Y uno se siente abrumado al ver que, incluso dadas nuestras diferencias nacionales, que se superponen a las señaladas por Voltaire y que ya oponían el pragmatismo anglosajón al conspiracionismo de los países latinos, la humanidad parece haber vuelto al punto en el que se encontraba entonces, a finales del siglo XVIII, cuando el cirujano Edward Jenner, para combatir la viruela, administró la primera inyección de cowpox, del virus vacuna, que generaba una enfermedad infecciosa común a las vacas y a los humanos, y vio cómo la Universidad le acusaba de propagar la gangrena y la sífilis con ese tratamiento.
Parece que volvió a la carga un siglo después, cuando Louis Pasteur inventó, en su laboratorio de la rue d’Ulm, la vacuna contra la rabia y, por ello, tuvo que aguantar las críticas por atentar contra la moral, las libertades, el orden natural de las cosas y la voluntad divina.
Resulta desolador comprobar que, a pesar de lo que se sabe en la actualidad sobre el resultado de estas polémicas oscurantistas y criminales, a pesar de lo que Georges Canguilhem y luego Michel Foucault nos enseñaron sobre las campañas de vacunación lanzadas en el siglo XIX por aquellos salvadores del género humano, aquellos grandes ministros y prefectos que erradicaron la lepra, la peste y el cólera, a pesar del avance del conocimiento en estas materias, a pesar de la abundancia de literatura científica que en estos momentos está al alcance de todo el mundo o quizás, ¡a saber!, a pesar de esa misma abundancia y de la confusión que siembra entre información y bulos, ciencia y negacionismo, nos asombra el eterno retorno del miedo arcaico de los hombres.
Nos falta espacio —y tiempo— para rehacer esta historia.
Y, sobre todo, la urgencia manda y apenas permite el pasatiempo de debates epistemológicos. Por lo tanto, baste con recordar a las últimas víctimas de la locura coronaviral y a los activistas antivacunas los siguientes hechos:
1. Por primera vez en la historia de la humanidad, no se han necesitado 105 años como para la fiebre tifoidea, 47 años como para la poliomielitis o 16 años como para la hepatitis B, sino apenas un año para desarrollar la vacuna contra el Covid.
2. Esta velocidad se debe a los inmensos recursos movilizados; a la cooperación entre las instituciones públicas y los laboratorios privados; a esta mezcla de competencia e intercambio de conocimiento que es una de las virtudes de la tan denostada globalización, y a la delantera que tomó la comunidad científica desde la epidemia de SRAS en 2003.
No es en absoluto fruto de ninguna clase de prisa por parte de laboratorios que hayan escrito a la carrera sus protocolos, hayan acortado las fases los estudios o validen sus ensayos clínicos a toda velocidad.
3. Si las vacunas presentan riesgos, son infinitesimales y, literalmente, no suponen nada en comparación con los de los repetidos confinamientos, que generan miseria y angustia.

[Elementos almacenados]
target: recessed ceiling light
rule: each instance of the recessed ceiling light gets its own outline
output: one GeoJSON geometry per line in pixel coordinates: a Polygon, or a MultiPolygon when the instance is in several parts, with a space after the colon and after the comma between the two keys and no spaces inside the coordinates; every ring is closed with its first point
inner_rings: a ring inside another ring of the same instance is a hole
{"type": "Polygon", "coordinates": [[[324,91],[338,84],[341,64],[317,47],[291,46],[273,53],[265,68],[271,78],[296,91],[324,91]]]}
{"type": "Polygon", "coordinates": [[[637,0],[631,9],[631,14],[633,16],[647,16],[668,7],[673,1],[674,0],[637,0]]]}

» Tareas propuestas
**a.** Copia del extracto sobre las vacunas el pasaje que va de "Nos falta espacio" a "SRAS en 2003.".
**b.** Traduce al inglés esta oración del extracto sobre las vacunas: "Nos falta espacio —y tiempo— para rehacer esta historia."
Trabaja solo con el extracto sobre las vacunas.

» Lista de respuestas
**a.**
Nos falta espacio —y tiempo— para rehacer esta historia.
Y, sobre todo, la urgencia manda y apenas permite el pasatiempo de debates epistemológicos. Por lo tanto, baste con recordar a las últimas víctimas de la locura coronaviral y a los activistas antivacunas los siguientes hechos:
1. Por primera vez en la historia de la humanidad, no se han necesitado 105 años como para la fiebre tifoidea, 47 años como para la poliomielitis o 16 años como para la hepatitis B, sino apenas un año para desarrollar la vacuna contra el Covid.
2. Esta velocidad se debe a los inmensos recursos movilizados; a la cooperación entre las instituciones públicas y los laboratorios privados; a esta mezcla de competencia e intercambio de conocimiento que es una de las virtudes de la tan denostada globalización, y a la delantera que tomó la comunidad científica desde la epidemia de SRAS en 2003.

**b.** We lack the space—and the time—to retrace this history.